* SOURCE
Fiscal 2018 Third Quarter Results
Consolidated Results
For the third quarter of fiscal 2018, revenue was $330.3 million, compared to $332.3 million in the third quarter last year. Equipment sales were $216.0 million for the third quarter of fiscal 2018, compared to $212.2 million in the third quarter last year. Parts sales were $64.7 million for the third quarter of fiscal 2018, compared to $69.3 million in the third quarter last year. Revenue generated from service was $31.5 million for the third quarter of fiscal 2018, compared to $33.8 million in the third quarter last year. Revenue from rental and other was $18.1 million for the third quarter of fiscal 2018, compared to $17.0 million in the third quarter last year.

Gross profit for the third quarter of fiscal 2018 was $61.5 million, compared to $58.4 million in the third quarter last year. The Company’s gross profit margin was 18.6% in the third quarter of fiscal 2018, compared to 17.6% in the third quarter last year primarily due to improved equipment margins. Gross profit from parts, service and rental and other for the third quarter of fiscal 2018 was 72.7% of overall gross profit, compared to 81.1% in the third quarter last year.

Operating expenses decreased by $2.8 million to $50.4 million, or 15.2% of revenue, for the third quarter of fiscal 2018, compared to $53.1 million, or 16.0% of revenue, for the third quarter of last year. Restructuring efforts that were completed early in the third quarter of fiscal 2018 are expected to continue to reduce operating expenses on a going forward basis.

Floorplan interest expense was $1.9 million for the third quarter of fiscal 2018, compared to $3.3 million in the third quarter of last year. The decrease in floorplan interest expense is primarily due to a decrease in the level of interest-bearing inventory in the third quarter of fiscal 2018.

Restructuring costs were $2.6 million for the third quarter of fiscal 2018. The restructuring costs recognized in the third quarter of fiscal 2018 are the result of the Company's restructuring plan that was announced on February 9, 2017 and subsequently led to the consolidation of 15 dealership locations. The Company anticipates completing all restructuring activities by the end of fiscal 2018.

* WHAT THE EXERCISE ASKS
Answer these questions using the third-quarter results:
1. What was the Company's gross profit margin in the third quarter of fiscal 2018?
2. How much was floorplan interest expense for the third quarter of fiscal 2018?
3. How many dealership locations were consolidated under the restructuring plan announced on February 9, 2017?
The lines below come from a separate source.

(Stored items)
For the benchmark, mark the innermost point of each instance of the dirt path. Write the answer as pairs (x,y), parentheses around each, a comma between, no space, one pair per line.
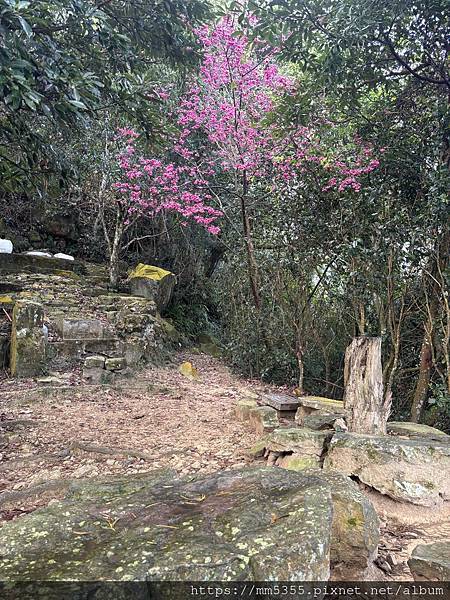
(158,418)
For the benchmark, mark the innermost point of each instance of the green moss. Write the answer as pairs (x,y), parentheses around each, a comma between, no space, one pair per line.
(68,274)
(354,522)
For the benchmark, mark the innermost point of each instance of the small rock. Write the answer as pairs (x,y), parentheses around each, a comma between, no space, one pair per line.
(64,256)
(38,253)
(392,560)
(431,562)
(95,361)
(115,364)
(383,565)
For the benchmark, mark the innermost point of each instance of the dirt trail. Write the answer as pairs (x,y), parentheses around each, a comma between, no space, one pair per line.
(158,418)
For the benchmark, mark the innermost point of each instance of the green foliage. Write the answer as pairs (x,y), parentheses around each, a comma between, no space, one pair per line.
(64,60)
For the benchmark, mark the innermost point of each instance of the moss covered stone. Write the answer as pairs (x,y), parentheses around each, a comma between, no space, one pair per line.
(415,430)
(263,419)
(243,407)
(153,283)
(253,524)
(27,351)
(256,524)
(408,470)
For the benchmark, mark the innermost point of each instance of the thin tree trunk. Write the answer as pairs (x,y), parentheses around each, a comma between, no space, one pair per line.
(423,381)
(115,251)
(367,408)
(301,368)
(252,264)
(439,264)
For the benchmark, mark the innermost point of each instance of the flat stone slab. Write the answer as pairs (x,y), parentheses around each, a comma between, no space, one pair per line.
(415,430)
(281,402)
(310,405)
(431,562)
(407,470)
(248,524)
(325,404)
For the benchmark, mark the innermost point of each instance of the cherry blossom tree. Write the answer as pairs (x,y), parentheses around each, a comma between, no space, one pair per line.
(145,187)
(227,127)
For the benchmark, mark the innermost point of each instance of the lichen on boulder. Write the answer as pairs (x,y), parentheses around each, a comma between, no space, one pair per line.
(27,351)
(253,524)
(153,283)
(416,430)
(407,470)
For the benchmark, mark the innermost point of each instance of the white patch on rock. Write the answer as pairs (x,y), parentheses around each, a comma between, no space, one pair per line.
(64,256)
(38,253)
(6,246)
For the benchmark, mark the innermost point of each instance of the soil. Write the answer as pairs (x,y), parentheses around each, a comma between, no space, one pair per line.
(58,429)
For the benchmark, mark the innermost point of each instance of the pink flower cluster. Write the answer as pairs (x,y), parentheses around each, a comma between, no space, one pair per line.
(149,186)
(227,124)
(231,105)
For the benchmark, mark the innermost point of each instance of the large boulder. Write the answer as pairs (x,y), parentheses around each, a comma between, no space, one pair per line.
(431,562)
(314,405)
(416,430)
(153,283)
(6,246)
(407,470)
(252,524)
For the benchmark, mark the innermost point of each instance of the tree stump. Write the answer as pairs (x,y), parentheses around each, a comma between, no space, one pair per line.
(366,408)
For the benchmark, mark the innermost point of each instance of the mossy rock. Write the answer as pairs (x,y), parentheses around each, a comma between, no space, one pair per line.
(431,562)
(247,524)
(153,283)
(416,430)
(407,470)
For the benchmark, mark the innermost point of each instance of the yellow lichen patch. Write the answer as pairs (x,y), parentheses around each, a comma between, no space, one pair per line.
(67,274)
(188,370)
(149,272)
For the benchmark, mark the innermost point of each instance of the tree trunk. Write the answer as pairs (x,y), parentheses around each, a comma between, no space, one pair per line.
(423,381)
(433,295)
(115,251)
(301,369)
(367,409)
(252,265)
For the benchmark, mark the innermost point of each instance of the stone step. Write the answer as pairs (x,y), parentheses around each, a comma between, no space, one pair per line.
(82,329)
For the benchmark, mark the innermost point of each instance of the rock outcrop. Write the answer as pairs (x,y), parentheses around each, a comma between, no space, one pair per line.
(153,283)
(431,562)
(251,524)
(407,470)
(27,350)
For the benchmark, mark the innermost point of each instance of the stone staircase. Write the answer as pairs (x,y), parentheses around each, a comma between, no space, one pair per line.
(84,320)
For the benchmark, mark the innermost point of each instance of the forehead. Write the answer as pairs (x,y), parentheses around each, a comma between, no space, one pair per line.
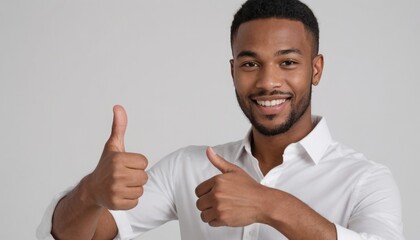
(272,34)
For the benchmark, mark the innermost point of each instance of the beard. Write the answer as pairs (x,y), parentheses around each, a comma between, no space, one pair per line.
(298,109)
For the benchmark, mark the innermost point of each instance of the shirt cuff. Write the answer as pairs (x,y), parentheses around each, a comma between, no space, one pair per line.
(346,234)
(43,231)
(125,232)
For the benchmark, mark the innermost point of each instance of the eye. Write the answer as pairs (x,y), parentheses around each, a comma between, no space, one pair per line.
(288,63)
(249,65)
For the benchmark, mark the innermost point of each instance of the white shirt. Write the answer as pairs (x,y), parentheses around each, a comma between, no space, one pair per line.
(359,196)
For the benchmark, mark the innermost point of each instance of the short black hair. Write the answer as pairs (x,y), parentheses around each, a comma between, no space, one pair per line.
(286,9)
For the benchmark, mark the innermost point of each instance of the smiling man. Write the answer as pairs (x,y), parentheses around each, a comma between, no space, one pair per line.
(287,179)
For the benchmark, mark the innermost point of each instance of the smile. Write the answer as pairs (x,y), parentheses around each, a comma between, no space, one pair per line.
(272,103)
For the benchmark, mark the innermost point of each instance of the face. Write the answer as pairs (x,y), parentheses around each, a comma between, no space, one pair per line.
(273,69)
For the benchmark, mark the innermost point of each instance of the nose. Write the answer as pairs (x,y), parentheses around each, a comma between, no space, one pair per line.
(269,78)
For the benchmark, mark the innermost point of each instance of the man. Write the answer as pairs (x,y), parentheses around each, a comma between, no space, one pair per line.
(288,179)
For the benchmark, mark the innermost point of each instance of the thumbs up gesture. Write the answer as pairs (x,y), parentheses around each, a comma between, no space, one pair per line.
(117,181)
(231,198)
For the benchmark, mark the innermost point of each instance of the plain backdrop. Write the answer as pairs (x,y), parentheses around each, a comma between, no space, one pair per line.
(64,64)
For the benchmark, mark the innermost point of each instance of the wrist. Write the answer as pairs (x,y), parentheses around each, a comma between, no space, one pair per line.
(271,207)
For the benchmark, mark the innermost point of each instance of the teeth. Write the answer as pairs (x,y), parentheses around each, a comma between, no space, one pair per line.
(271,103)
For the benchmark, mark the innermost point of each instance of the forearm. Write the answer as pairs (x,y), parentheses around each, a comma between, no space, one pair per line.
(76,217)
(293,218)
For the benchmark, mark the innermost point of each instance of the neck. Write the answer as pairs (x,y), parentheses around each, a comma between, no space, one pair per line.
(269,149)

* ANSWER TO THE TASK
1. 18.6%
2. $1.9 million
3. 15